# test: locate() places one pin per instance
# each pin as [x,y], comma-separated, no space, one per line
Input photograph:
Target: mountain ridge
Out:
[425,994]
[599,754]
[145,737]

...

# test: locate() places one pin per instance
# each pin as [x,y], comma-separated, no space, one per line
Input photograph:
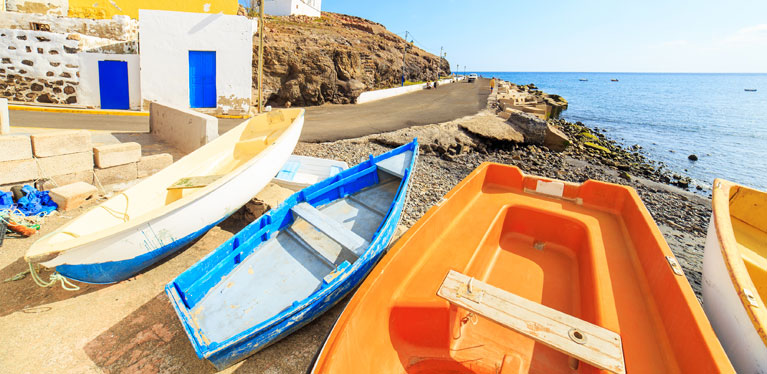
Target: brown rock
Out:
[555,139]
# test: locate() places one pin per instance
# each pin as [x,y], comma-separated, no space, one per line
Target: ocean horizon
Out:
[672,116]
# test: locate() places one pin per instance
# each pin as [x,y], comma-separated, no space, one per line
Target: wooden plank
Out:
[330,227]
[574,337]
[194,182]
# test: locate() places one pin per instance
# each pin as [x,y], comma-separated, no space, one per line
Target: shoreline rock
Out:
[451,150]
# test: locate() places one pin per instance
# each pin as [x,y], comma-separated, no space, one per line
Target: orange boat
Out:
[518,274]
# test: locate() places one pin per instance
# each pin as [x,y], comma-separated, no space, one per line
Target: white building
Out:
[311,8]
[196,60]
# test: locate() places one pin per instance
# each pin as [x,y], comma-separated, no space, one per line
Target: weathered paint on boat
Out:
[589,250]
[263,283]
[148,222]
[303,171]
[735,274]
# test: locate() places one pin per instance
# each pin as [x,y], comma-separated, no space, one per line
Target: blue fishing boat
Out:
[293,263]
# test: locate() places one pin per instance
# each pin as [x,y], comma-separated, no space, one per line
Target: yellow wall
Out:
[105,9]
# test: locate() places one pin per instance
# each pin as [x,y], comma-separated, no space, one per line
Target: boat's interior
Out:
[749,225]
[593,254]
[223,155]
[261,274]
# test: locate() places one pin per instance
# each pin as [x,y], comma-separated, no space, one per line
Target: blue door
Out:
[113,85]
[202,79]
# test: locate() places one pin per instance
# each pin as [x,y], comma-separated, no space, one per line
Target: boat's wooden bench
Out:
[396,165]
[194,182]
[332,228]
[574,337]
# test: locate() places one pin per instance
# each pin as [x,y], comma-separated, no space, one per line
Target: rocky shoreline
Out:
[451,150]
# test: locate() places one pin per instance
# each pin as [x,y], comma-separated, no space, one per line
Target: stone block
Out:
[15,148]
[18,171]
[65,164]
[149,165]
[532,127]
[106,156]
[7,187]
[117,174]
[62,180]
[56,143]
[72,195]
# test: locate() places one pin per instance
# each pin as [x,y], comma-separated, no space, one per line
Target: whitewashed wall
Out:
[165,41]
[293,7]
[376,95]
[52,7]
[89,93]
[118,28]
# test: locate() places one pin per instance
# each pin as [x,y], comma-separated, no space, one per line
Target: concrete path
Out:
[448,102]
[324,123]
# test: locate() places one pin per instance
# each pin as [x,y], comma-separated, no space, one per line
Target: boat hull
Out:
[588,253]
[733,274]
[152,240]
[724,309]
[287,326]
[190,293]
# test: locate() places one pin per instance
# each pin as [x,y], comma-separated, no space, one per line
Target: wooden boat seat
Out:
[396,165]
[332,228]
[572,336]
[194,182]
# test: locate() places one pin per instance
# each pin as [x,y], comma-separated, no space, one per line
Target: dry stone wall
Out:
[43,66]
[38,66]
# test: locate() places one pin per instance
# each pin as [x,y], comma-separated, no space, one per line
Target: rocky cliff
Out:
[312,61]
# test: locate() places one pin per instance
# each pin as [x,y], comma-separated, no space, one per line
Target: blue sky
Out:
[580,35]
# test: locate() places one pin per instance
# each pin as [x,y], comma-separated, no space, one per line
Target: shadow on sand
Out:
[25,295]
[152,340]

DESCRIPTION OF THE TASK:
How many lines in the entries above contain the string "wall"? Reply with the number alone.

TASK RESULT:
3